Stored records:
---+---

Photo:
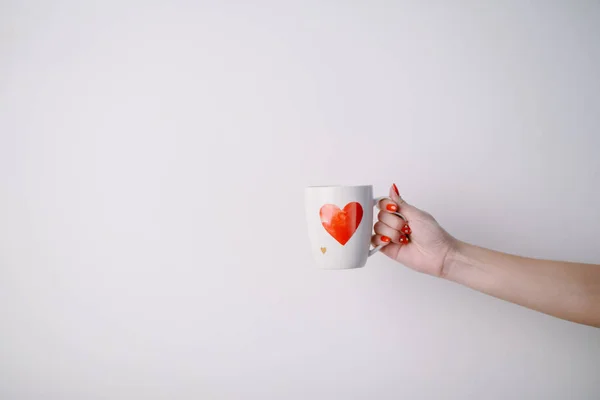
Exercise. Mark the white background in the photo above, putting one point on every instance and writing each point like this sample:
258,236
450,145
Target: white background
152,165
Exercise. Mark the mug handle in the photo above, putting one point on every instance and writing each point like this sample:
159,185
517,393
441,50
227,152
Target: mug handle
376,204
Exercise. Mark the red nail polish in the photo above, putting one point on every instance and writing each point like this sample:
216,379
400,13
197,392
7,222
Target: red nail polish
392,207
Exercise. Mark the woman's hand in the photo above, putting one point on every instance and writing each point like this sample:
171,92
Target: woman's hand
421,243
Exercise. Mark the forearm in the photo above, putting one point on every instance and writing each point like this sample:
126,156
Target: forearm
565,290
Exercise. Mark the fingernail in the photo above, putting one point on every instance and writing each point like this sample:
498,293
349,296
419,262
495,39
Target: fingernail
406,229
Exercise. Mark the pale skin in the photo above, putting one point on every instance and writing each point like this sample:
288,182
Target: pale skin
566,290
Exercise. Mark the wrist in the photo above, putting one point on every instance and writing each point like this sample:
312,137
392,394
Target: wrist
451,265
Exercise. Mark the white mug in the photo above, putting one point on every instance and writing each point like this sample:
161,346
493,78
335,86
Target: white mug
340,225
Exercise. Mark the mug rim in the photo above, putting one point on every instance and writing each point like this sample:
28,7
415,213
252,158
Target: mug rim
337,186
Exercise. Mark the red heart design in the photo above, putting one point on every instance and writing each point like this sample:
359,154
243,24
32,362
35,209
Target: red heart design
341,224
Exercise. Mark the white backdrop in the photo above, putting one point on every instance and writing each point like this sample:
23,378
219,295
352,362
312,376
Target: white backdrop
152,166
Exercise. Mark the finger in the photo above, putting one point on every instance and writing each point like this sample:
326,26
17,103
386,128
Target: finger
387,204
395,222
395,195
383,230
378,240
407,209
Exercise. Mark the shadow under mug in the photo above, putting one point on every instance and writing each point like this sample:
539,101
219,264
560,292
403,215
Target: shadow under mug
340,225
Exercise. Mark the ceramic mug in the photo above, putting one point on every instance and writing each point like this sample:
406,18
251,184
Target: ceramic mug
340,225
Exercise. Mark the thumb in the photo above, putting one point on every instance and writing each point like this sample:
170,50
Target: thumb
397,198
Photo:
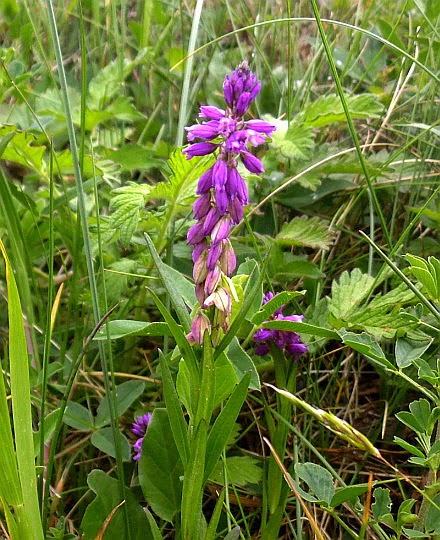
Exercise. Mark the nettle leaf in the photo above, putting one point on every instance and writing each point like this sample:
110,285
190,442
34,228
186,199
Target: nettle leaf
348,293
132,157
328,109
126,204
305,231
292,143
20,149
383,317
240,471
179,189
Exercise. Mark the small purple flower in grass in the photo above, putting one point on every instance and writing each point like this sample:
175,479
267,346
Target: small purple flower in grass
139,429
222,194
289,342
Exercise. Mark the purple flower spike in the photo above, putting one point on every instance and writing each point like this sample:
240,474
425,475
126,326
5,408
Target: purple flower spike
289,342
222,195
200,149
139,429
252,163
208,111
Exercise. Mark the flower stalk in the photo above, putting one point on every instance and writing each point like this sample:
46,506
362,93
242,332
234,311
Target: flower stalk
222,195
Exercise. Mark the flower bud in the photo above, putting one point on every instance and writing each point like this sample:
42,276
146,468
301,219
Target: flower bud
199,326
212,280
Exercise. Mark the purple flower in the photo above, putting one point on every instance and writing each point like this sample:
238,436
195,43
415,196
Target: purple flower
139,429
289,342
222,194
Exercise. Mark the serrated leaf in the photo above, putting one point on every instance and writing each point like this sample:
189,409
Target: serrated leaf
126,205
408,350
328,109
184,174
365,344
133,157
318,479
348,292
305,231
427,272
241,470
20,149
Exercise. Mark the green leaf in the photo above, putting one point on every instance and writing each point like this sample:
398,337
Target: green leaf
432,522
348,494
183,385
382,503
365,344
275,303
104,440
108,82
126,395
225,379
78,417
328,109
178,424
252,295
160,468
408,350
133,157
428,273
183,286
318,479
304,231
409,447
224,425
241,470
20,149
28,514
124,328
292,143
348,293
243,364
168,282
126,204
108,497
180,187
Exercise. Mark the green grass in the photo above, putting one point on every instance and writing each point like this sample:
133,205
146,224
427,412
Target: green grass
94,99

---+---

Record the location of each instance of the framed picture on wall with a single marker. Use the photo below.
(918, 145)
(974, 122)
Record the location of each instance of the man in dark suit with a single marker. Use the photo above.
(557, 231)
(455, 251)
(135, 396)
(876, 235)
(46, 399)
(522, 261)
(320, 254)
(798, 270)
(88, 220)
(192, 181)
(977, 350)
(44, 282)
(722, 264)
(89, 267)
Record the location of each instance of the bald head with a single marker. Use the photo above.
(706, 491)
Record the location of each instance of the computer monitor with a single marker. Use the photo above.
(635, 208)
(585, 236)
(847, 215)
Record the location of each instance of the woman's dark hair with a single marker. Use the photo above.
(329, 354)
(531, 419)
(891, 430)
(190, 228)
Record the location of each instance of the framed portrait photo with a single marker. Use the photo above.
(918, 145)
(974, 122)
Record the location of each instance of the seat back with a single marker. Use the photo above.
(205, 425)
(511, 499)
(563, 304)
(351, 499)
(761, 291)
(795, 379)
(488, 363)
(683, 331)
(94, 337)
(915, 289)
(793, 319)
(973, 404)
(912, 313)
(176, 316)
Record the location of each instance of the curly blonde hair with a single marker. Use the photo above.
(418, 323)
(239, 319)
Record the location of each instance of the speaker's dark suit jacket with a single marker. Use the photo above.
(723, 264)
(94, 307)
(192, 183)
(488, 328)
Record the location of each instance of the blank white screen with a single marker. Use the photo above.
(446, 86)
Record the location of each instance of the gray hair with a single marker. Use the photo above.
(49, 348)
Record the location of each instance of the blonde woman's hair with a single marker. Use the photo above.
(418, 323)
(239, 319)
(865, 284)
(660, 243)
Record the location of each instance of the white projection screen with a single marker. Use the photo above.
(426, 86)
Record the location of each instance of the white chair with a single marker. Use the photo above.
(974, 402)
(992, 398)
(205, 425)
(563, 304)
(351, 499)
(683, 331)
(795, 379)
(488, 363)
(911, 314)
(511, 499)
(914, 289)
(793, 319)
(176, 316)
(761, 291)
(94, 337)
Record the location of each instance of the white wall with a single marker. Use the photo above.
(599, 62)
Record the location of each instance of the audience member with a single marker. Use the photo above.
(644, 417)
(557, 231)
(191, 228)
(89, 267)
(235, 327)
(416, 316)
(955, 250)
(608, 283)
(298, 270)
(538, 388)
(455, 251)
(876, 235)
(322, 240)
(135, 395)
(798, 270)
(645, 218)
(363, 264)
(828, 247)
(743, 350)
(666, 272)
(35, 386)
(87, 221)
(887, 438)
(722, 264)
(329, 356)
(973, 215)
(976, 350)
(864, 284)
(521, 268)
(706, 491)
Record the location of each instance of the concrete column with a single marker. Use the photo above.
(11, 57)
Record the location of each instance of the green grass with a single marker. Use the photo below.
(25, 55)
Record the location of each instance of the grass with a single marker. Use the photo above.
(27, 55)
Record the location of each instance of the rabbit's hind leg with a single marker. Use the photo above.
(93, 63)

---+---

Work to be completed:
Please return each line from the items above that contains the word "dark", matching case exactly.

Written answer:
Record the location of each instance of the man in dark suit with a single marker. Use the photo above.
Record the location of each instance of the woman's dark hair with a single marker. Use the photo above.
Record the location of each instance of the speaker's dark suit jacket with a single marker. Use the photo above.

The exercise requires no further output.